Problem details: Retype, word for word, every line of the records below starting at the one that contains "box: [412, 172, 432, 176]" and ending at the one that contains "box: [128, 144, 155, 169]"; include both of those lines and nothing more.

━━━━━ Stored data

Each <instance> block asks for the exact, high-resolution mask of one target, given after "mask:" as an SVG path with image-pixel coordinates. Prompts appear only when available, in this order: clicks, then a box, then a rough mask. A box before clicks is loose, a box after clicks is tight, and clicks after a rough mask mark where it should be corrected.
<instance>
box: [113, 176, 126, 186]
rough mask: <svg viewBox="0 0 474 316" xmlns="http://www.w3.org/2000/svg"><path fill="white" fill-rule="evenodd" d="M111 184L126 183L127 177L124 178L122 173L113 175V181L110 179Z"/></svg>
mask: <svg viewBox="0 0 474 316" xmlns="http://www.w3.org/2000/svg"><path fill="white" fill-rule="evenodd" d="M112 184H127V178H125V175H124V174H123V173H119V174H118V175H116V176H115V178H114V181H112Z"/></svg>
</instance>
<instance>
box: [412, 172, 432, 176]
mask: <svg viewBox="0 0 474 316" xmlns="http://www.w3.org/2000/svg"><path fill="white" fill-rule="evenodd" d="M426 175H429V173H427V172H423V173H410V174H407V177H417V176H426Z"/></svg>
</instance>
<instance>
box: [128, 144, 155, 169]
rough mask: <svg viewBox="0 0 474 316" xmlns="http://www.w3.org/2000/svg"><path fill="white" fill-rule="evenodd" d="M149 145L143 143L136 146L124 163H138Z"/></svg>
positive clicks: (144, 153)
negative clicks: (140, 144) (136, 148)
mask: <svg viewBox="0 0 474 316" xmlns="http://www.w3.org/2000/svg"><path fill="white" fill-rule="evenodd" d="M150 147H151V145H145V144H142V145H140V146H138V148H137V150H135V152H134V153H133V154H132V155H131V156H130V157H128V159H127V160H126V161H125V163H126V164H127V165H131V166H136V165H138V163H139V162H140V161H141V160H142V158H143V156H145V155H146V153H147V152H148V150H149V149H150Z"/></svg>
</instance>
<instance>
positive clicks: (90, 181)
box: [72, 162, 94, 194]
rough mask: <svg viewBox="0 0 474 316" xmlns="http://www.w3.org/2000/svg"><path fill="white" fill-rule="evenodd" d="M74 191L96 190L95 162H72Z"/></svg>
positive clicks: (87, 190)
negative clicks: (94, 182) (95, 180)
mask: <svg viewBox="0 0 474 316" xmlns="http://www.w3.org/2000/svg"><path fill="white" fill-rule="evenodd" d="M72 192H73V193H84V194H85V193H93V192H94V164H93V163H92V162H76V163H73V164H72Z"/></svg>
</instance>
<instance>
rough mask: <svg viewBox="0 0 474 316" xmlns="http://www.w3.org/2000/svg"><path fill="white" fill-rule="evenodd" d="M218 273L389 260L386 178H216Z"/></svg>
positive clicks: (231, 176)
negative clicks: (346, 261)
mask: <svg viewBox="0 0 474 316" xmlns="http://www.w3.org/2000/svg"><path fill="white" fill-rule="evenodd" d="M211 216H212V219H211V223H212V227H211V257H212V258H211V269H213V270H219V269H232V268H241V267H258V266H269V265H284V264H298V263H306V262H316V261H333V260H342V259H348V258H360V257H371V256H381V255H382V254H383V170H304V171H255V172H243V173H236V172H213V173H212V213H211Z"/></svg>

━━━━━━━━━━
━━━━━ Stored data

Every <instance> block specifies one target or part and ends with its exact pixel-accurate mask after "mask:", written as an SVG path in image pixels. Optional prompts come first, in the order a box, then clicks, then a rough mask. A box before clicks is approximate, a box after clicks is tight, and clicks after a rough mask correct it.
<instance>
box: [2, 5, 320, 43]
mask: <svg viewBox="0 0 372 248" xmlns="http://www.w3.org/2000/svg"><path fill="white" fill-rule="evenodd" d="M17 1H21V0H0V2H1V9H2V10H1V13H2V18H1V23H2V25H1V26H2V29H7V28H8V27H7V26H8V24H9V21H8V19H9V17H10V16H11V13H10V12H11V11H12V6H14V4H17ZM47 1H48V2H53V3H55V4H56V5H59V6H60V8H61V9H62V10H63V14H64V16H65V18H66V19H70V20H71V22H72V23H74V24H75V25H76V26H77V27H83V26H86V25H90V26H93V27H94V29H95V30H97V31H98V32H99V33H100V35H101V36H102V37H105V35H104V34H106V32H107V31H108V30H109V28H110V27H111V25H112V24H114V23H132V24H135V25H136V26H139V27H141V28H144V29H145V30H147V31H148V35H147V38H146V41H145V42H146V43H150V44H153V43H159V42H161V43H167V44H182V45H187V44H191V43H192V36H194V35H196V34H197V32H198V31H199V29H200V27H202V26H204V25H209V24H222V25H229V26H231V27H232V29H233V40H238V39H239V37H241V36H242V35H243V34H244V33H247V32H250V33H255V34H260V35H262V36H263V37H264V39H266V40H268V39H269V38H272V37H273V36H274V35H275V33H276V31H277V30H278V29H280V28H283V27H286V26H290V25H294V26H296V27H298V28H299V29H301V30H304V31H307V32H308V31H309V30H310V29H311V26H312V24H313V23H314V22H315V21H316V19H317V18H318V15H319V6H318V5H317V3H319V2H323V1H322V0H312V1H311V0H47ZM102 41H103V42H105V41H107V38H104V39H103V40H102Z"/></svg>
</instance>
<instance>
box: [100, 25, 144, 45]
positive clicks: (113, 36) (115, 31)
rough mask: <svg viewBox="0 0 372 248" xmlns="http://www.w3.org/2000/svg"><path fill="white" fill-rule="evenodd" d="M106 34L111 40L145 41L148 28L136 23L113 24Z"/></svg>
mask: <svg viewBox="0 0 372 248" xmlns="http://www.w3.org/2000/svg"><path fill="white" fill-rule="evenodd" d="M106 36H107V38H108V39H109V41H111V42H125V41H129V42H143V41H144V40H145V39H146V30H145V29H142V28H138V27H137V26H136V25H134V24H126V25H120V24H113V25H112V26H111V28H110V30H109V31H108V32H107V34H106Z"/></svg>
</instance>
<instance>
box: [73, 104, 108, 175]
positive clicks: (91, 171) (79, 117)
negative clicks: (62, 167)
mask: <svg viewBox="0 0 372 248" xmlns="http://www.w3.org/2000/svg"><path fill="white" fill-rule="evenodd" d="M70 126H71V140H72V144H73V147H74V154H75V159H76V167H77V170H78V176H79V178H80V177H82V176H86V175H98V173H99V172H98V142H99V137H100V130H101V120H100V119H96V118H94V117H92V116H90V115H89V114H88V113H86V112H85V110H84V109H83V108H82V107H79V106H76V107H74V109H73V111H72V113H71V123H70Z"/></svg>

━━━━━━━━━━

Result:
box: [412, 172, 432, 176]
mask: <svg viewBox="0 0 474 316" xmlns="http://www.w3.org/2000/svg"><path fill="white" fill-rule="evenodd" d="M426 175H429V173H427V172H423V173H410V174H407V177H417V176H426Z"/></svg>
</instance>
<instance>
box: [128, 144, 155, 169]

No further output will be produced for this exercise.